== Aufgaben ==
1 – Nennen Sie alle Fachgebiete, für die der Lesetext über die WHO-Einstufung von Wurst und Schinken Experten erwähnt.
2 – Schreiben Sie den Lesetext über die WHO-Einstufung von Wurst und Schinken weiter, im Anschluss an seinen letzten Satz.

== Lesetext ==
Freitag, 6. November 2015

Wetten, dass?

Wie ihr, meine genussverliebten Lesehäschen, bestimmt mitbekommen habt, hat die WHO Schinken und Wurst als krebserregend eingestuft und rät daher den Konsum entsprechend einzuschränken. Das bringt uns nahtlos zu der Frage: Ob damit Kohle zu machen ist?
Konkret: Wie sicher ist eine Wette auf deinen eigenen Darmkrebs, wenn du entsprechend viel Wurstwaren einschneidest?
Die WHO stützt ihre Empfehlung auf eine Metastudie, die, so kann keine Zeitung zu berichten umhin, von „22 Experten“ erstellt wurde. Nebenbei bemerkt, ist dies ein schönes Beispiel dafür, warum „Experte“ so ein Super-Wort ist. Zum Beispiel hat jeder von uns schon mit Produkten zu tun gehabt, die Experten konstruiert hatten. Leider waren es halt manchmal keine Experten für Produktdesign, sondern für Hundeerziehung, Steuererklärung oder Bierdosen-von-unten-leertrinken-wenn-man-dort-ein-zweites-Loch-reinmacht.

== Datenauszug ==
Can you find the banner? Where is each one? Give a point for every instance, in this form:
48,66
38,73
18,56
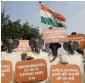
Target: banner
23,46
55,34
31,70
80,38
6,71
65,74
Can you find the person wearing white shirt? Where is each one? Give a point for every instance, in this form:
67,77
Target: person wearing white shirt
37,53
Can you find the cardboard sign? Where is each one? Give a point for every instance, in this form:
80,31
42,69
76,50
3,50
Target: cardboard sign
6,71
65,74
55,35
80,38
31,70
23,46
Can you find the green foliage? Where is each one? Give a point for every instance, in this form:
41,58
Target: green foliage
14,29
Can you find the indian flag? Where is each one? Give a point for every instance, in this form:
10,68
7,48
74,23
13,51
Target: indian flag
51,18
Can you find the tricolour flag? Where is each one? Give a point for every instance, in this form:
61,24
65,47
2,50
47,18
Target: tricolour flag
51,18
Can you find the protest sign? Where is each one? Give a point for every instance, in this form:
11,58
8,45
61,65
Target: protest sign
80,38
23,46
65,74
6,71
55,34
31,70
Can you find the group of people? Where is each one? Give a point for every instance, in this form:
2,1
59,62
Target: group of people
73,56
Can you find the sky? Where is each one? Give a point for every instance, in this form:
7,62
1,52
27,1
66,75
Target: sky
74,12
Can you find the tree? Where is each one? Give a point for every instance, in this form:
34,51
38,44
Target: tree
14,29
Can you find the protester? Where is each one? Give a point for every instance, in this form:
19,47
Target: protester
54,56
11,55
37,53
73,57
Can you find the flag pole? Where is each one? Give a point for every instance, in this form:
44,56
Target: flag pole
40,21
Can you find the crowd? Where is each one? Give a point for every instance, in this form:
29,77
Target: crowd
74,55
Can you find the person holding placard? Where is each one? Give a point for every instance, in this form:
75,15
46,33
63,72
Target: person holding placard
37,53
73,57
54,57
11,55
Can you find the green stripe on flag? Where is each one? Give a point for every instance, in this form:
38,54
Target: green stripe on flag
52,22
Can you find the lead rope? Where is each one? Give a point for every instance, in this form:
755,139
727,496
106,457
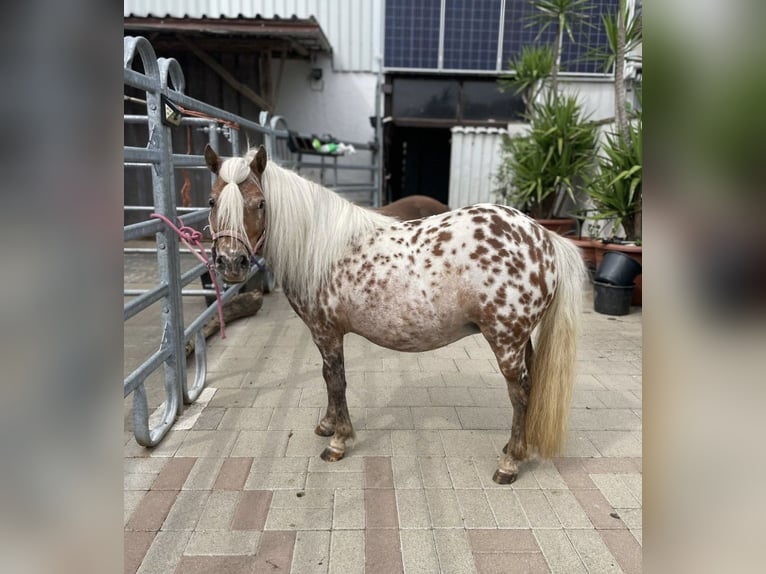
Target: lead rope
192,239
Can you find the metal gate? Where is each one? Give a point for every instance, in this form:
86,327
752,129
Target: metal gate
160,84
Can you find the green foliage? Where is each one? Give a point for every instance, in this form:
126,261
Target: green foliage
530,70
616,189
560,13
633,36
550,160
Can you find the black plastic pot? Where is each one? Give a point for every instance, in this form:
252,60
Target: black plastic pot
618,269
612,299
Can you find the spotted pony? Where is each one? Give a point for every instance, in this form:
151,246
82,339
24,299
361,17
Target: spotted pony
410,286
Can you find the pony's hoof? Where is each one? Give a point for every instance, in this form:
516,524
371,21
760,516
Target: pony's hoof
331,455
323,431
502,477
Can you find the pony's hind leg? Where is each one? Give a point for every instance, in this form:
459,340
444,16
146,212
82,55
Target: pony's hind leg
514,367
336,422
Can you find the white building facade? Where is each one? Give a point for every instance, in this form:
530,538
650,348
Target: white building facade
428,68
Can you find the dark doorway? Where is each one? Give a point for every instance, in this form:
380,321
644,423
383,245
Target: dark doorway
419,162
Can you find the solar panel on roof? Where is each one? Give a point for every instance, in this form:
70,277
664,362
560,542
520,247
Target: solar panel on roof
472,33
412,33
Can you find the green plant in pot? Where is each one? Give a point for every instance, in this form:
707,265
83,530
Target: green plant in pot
531,69
552,159
616,189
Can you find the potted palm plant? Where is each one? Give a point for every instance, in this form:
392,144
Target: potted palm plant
549,162
616,190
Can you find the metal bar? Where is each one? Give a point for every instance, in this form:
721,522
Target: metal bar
143,155
160,74
150,226
143,301
349,167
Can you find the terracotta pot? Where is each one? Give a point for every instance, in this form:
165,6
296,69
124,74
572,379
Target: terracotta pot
634,251
560,225
588,249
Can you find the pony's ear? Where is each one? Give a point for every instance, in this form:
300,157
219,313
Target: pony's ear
258,165
212,160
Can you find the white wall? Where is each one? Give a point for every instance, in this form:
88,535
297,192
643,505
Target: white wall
596,96
340,104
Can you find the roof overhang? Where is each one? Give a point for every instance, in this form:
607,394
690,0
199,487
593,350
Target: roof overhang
296,37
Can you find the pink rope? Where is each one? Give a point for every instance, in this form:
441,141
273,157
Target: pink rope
192,239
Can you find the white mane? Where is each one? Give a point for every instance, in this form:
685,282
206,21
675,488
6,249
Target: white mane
230,201
309,228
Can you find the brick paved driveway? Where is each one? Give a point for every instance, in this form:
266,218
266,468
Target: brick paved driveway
238,486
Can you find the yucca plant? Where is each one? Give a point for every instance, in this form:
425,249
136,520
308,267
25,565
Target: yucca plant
552,159
616,189
564,17
531,68
624,33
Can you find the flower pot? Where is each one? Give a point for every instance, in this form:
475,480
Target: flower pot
560,225
617,268
634,251
612,299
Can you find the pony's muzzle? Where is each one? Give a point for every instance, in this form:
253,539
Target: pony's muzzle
233,266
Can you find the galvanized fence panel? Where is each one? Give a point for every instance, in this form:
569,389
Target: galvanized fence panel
160,81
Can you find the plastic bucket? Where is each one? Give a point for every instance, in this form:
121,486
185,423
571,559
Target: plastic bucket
612,299
617,269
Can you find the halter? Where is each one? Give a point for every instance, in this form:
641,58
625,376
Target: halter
242,239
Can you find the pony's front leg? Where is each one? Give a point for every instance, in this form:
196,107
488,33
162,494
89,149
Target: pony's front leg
517,379
336,421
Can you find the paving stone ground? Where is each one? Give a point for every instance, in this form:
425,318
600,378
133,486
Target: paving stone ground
238,487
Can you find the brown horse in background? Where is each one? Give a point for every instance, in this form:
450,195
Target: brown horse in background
413,207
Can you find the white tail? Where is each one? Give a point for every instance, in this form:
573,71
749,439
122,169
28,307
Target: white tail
552,373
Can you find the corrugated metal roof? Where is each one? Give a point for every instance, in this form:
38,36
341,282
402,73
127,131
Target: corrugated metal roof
353,28
299,36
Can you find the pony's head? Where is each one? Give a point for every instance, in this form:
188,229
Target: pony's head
237,212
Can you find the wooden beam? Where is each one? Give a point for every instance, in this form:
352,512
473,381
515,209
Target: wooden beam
226,76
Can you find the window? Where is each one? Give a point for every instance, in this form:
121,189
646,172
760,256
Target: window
467,100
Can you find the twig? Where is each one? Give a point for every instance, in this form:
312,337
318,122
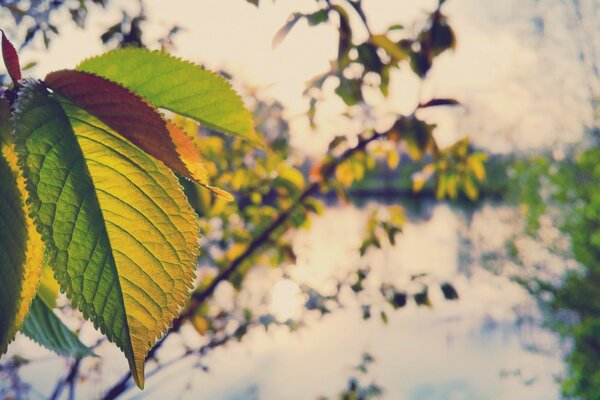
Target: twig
198,298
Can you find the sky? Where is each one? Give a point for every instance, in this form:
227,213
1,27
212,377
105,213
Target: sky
522,86
521,89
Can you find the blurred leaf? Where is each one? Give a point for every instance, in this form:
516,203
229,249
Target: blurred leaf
439,102
395,52
449,292
46,329
317,17
285,29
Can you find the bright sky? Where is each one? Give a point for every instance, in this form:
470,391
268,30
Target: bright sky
519,90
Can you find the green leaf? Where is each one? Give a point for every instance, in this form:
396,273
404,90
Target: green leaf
49,288
119,232
179,86
20,250
11,59
285,29
45,328
143,126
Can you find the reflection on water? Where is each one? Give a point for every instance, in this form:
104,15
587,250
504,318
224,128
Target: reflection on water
486,345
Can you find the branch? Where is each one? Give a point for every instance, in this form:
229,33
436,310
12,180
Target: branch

== Lösungen ==
1 – Produktdesign, Hundeerziehung, Steuererklärung, Bierdosen-von-unten-leertrinken-wenn-man-dort-ein-zweites-Loch-reinmacht

2 –
So. Also Experten haben herausgefunden. Schade, dass es keine amerikanischen Experten waren. Ich will ja nicht unterstellen, dass die Schlüsse, zu denen sie in ihrer Metastudie gelangen, nicht stichhaltig seien. Obwohl es nicht die erste Metastudie wäre, die im Fazit einen Scheck ausstellt, den die Daten nicht decken.
Doch wie gesagt, darum geht es mir nicht. Vielmehr, meine hochverehrten Lesehäschen, wollen wir ja mit unserem Darmkrebs eine Wette gewinnen. Entscheidend ist daher der immer wieder zitierte Hinweis, „dass das Darmkrebsrisiko je 50 Gramm verarbeitetes Fleisch am Tag um 18 Prozent steigt“. Dies scheint mir gute Literatur zu sein, in dem Sinne, dass der Satz entschieden interessantere Fragen aufwirft als er Antworten liefert.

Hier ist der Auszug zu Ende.